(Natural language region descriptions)
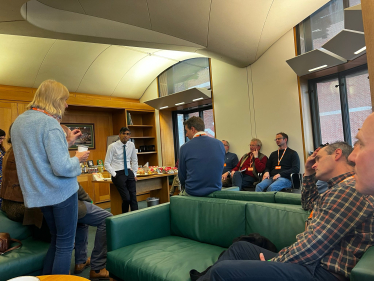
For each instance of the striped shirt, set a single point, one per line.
(341, 229)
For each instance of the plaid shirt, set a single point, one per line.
(341, 230)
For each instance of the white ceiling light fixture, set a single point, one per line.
(319, 67)
(359, 51)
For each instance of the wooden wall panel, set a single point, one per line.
(167, 138)
(368, 19)
(103, 128)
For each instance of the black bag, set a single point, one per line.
(5, 242)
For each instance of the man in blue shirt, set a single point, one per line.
(200, 160)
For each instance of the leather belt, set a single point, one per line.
(340, 277)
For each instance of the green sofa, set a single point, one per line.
(27, 260)
(166, 241)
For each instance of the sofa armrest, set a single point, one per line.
(135, 227)
(363, 271)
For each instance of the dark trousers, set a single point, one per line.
(62, 222)
(126, 186)
(242, 180)
(241, 262)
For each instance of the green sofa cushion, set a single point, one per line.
(280, 223)
(245, 196)
(168, 258)
(135, 227)
(208, 220)
(23, 261)
(288, 198)
(15, 229)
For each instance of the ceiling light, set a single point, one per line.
(359, 51)
(322, 66)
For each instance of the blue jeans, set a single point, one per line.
(272, 185)
(241, 262)
(95, 216)
(242, 180)
(62, 222)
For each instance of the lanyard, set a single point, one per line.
(199, 135)
(46, 112)
(282, 155)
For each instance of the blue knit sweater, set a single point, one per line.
(200, 165)
(46, 172)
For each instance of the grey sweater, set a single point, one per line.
(46, 172)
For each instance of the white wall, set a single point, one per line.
(150, 94)
(258, 101)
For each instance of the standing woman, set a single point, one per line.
(47, 174)
(2, 153)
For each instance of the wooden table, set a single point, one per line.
(155, 185)
(61, 278)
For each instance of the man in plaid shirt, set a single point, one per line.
(338, 234)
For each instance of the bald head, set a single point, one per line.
(363, 157)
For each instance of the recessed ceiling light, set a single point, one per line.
(322, 66)
(359, 51)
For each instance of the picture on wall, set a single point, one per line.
(88, 134)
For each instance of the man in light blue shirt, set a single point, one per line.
(123, 172)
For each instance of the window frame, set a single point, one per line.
(313, 96)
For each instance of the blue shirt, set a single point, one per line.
(200, 165)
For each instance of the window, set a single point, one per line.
(192, 73)
(339, 104)
(322, 25)
(204, 112)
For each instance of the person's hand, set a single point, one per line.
(310, 161)
(82, 156)
(73, 136)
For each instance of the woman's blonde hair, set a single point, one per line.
(50, 96)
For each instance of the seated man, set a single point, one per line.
(280, 166)
(252, 163)
(231, 160)
(200, 160)
(334, 241)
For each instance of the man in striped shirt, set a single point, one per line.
(336, 238)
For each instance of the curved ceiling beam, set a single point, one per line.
(57, 20)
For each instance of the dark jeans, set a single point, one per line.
(242, 180)
(126, 186)
(241, 262)
(62, 222)
(95, 216)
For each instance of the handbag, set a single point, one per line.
(5, 241)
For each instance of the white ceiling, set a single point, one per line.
(81, 43)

#### Work instructions:
Please write out, exactly as they appear, the lines from the one containing "For each instance of the white wall, set" through the last line of the records above, and nothing more.

#### Result:
For each instance of the white wall, set a single point, one per line.
(150, 94)
(258, 101)
For each instance of the standing woman, set a single point, one per line.
(47, 174)
(2, 153)
For each instance of the wooden table, set a single point, one per line.
(155, 185)
(61, 278)
For each instance of the man in plaid shirt, set a single point, one per line.
(338, 234)
For each instance of the bald head, set a single point, one per line.
(363, 157)
For each instance of the recessed ceiling light, set a single point, one per line.
(322, 66)
(359, 51)
For each instance of the picture on wall, set a single point, one per line.
(88, 134)
For each instance of the man in light blue shirt, set a single point, one per line.
(123, 172)
For each instance of the window frame, set a single point, one per line.
(313, 96)
For each instance of the blue shirt, set a single point, one per line.
(200, 165)
For each instance of the window, set a single point, one per line.
(192, 73)
(339, 104)
(322, 25)
(204, 112)
For each instance of the person's hand, set a single point, one per line.
(310, 161)
(82, 156)
(73, 136)
For each instance of the woman's blonde hair, set a single point, one per line.
(50, 96)
For each instance of the seated man, set a single point, one per line.
(280, 166)
(252, 163)
(231, 160)
(200, 160)
(334, 241)
For each instance of the man in striped shirt, set a single point, one per line.
(336, 238)
For each instance of the curved ceiling beam, set a single point, one per line.
(57, 20)
For each instance of the dark jeans, set a single point, one per line.
(242, 180)
(126, 186)
(241, 262)
(62, 222)
(95, 216)
For each instance of the handbag, set a single point, one per line.
(5, 241)
For each instance of the white ceiling, set a single point, one per line.
(81, 43)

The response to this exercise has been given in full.